● **YOUR TASK**
Return the passage of the post on the Essen coal-heap sculpture starting at "Also shaping the" and ending at "onto the moon.", copied verbatim.

Monday, January 30, 2012

Monument to Industrial History

The German city of Essen is situated in a densly populated area of western Germany known as the Ruhr district.  Until the decline of the coal market in the 1960s and 1970s, this region was exceedingly industrial, thick with coal mines and coal processing plants.  (Perhaps you remember from school lessons on the industrial revolution, that processed coal, called coke, was needed in huge amounts to feed the furnaces in order to produce the great metals of industry, iron and steel.)  Today, most of the coal mines and processing plants in the Ruhr are shut down, although some are cleaned up and open to tourists.  Still populating the skyline however, the thin metal smokestacks remind residents and visitors of this regions history.

Also shaping the landscape are large heaps of coal refuse -the impure bits which couldn't be used in the delicate process of steel- and iron-making.  Nothing can grown on these mounds of coal.  They are mountainous monuments to the side-effects of industrialization, powerful and disquietingly barren.

In 1998,  Richard Serra, a great contemporary sculptor of iron and steel, erected a monument on top of one of the coal heaps in Essen.  I visited it last year.


The sculpture cannot be seen without a bit of work.  To even get to the coal heap, I climbed an exhaustingly long staircase, leading out of a rather normal looking picnic area.  But on reaching the top of the staircase, it felt as if I had come out onto the moon.


The ground was dry, black and crumbly.  The green foliage which had moments before surrounded me gave way to emptiness.  I was surrounded by nothing but wind and distance.  Ahead of me, on the top of the mound, was the sculpture Richard Serra had erected.  So far away, its shape mirrored the smokestacks dotting the horizon.  I continued my walk toward it, feeling almost like I was making some sort of a pilgrimage across a wasteland.  

 

 
Richard Serra, Bramme for the Ruhr District, 1998, raw steel

The sculpture is 14.5 meters high, 4.2 meters wide, and 0.13 meters thick.  It is made of rusting steel, with the kind whose surface which could scrape the skin of your muscles.  It felt gigantic when I reached it, although it was standing atop a mound much much more gigantic than it.  The bottom two meters, the part reachable by humans, had been graffitied, and the graffiti struck me as both an ugly desecration of the art, and yet somehow also an appropriate addition to the industrial aesthetic of the sculpture.

● **EXCERPTED RECORDS**
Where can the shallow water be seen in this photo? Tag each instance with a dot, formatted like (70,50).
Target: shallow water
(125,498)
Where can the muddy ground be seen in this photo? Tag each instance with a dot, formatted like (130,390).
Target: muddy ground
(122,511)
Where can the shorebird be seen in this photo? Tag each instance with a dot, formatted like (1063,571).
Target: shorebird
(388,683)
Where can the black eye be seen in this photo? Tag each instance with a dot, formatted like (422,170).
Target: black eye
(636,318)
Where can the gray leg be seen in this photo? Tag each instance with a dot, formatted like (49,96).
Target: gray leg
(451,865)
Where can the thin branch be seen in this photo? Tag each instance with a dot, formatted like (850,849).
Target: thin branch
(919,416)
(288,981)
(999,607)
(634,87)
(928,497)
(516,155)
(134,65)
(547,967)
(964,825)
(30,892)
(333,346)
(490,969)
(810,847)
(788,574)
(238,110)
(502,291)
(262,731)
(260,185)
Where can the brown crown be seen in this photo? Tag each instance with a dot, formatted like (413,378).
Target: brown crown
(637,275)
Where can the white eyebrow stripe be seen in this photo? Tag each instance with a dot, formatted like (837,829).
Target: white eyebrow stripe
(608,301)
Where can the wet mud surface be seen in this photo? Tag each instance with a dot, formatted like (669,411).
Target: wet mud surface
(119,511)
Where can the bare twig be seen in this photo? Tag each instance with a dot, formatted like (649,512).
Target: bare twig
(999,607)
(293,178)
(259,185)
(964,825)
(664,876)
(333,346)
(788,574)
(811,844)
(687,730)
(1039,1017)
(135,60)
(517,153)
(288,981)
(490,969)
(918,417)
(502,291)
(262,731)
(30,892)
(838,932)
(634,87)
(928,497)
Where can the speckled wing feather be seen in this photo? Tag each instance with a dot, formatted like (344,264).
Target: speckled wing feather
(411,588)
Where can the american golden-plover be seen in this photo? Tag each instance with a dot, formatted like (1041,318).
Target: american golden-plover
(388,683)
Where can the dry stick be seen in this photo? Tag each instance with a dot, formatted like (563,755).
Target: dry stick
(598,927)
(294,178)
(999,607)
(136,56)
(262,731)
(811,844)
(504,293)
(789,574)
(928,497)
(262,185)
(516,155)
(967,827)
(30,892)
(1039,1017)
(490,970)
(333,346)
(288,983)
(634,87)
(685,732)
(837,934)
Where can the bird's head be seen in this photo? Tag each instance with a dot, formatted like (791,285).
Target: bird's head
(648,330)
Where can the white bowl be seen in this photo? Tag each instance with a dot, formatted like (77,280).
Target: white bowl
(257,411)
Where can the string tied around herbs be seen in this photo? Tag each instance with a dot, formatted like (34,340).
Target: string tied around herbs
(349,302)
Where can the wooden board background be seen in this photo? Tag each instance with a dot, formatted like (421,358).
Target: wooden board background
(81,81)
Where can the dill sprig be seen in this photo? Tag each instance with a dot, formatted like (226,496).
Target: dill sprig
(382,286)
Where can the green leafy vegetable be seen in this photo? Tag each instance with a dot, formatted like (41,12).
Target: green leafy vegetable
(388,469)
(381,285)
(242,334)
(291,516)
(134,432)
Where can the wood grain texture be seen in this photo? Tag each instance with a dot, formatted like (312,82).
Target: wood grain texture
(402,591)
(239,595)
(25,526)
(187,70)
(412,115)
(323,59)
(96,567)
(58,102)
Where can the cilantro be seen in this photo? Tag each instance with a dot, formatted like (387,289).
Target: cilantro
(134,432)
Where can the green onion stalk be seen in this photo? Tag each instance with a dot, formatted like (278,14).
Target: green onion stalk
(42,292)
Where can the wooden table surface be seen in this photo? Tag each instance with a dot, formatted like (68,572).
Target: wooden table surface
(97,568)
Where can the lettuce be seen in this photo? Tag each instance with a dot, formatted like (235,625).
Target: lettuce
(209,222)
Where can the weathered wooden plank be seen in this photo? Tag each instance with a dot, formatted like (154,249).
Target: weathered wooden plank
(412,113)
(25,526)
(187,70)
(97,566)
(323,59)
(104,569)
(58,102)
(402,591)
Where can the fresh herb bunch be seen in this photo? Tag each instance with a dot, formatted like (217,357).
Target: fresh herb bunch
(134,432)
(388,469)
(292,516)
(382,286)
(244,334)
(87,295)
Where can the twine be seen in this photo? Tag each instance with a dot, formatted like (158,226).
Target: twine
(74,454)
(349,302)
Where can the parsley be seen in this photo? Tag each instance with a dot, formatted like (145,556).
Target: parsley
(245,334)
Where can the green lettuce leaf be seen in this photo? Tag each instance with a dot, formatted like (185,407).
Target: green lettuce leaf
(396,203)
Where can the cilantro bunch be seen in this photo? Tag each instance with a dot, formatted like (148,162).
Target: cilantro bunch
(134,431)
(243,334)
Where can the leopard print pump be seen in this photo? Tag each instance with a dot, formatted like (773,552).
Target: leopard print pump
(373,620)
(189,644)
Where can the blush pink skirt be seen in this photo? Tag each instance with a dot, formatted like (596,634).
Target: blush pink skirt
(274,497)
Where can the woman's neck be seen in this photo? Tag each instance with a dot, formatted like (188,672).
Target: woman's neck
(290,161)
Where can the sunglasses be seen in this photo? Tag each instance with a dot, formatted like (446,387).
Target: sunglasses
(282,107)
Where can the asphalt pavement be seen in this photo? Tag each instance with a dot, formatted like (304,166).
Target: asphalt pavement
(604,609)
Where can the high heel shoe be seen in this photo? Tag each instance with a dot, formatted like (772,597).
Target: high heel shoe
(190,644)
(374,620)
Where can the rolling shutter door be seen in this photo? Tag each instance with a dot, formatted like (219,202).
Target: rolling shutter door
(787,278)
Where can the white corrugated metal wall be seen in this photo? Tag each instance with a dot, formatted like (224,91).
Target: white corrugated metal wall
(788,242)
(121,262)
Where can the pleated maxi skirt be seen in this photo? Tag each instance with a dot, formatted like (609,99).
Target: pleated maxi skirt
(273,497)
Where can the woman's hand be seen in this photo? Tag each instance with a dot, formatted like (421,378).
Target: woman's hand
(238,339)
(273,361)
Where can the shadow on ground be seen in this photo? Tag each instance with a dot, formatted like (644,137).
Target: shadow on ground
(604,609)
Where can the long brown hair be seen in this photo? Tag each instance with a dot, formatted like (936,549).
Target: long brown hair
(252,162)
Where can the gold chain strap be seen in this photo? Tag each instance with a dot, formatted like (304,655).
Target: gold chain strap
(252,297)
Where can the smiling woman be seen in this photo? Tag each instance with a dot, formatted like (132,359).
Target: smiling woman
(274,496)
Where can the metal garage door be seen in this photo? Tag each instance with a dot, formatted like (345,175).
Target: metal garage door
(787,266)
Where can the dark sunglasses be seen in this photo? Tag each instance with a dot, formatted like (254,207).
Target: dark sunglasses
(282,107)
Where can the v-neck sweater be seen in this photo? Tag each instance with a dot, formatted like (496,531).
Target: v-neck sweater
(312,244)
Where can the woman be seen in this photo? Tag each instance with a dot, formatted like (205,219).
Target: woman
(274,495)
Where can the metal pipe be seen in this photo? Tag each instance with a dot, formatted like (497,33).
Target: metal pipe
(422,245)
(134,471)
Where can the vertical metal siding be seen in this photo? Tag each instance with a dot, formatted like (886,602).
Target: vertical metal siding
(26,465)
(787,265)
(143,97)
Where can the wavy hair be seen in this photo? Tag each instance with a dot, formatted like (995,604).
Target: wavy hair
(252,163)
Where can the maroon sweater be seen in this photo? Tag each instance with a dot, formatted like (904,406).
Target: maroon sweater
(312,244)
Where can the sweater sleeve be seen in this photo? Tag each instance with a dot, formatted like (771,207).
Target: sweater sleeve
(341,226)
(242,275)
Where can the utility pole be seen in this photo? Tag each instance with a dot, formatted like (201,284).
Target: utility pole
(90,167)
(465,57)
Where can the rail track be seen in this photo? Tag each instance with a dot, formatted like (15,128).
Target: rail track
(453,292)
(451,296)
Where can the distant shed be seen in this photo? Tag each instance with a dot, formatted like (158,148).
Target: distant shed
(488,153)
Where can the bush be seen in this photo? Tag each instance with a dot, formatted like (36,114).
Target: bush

● **EXPECTED OUTPUT**
Also shaping the landscape are large heaps of coal refuse -the impure bits which couldn't be used in the delicate process of steel- and iron-making.  Nothing can grown on these mounds of coal.  They are mountainous monuments to the side-effects of industrialization, powerful and disquietingly barren.

In 1998,  Richard Serra, a great contemporary sculptor of iron and steel, erected a monument on top of one of the coal heaps in Essen.  I visited it last year.


The sculpture cannot be seen without a bit of work.  To even get to the coal heap, I climbed an exhaustingly long staircase, leading out of a rather normal looking picnic area.  But on reaching the top of the staircase, it felt as if I had come out onto the moon.